§ EXTRACTED MATERIAL
******

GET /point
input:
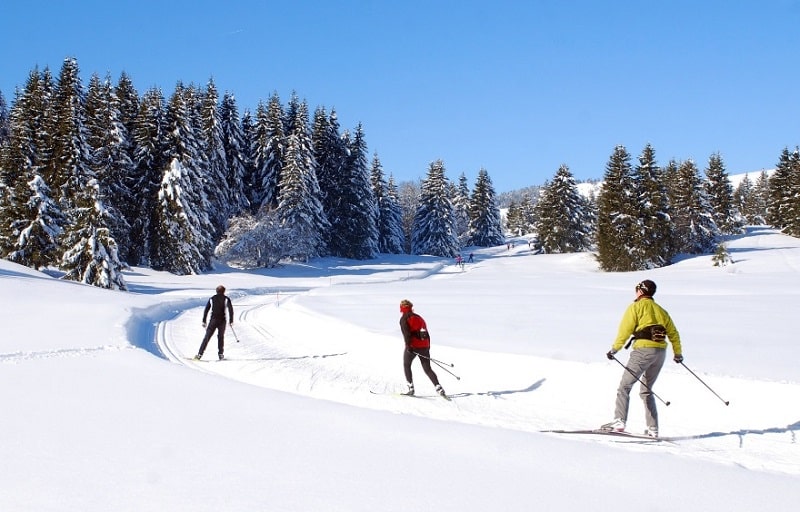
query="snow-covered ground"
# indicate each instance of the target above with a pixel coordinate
(103, 408)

******

§ OBJECTIVE
Render every line of the items above as a JSON list of strings, one string per line, skipping blank lines and leaving out the pictures.

§ ANSWER TO THIS EXERCISE
[
  "GET /point",
  "input:",
  "query=\"snow-covered ground\"",
  "# indicate each instance of the target above with a pixel coordinate",
  "(103, 408)"
]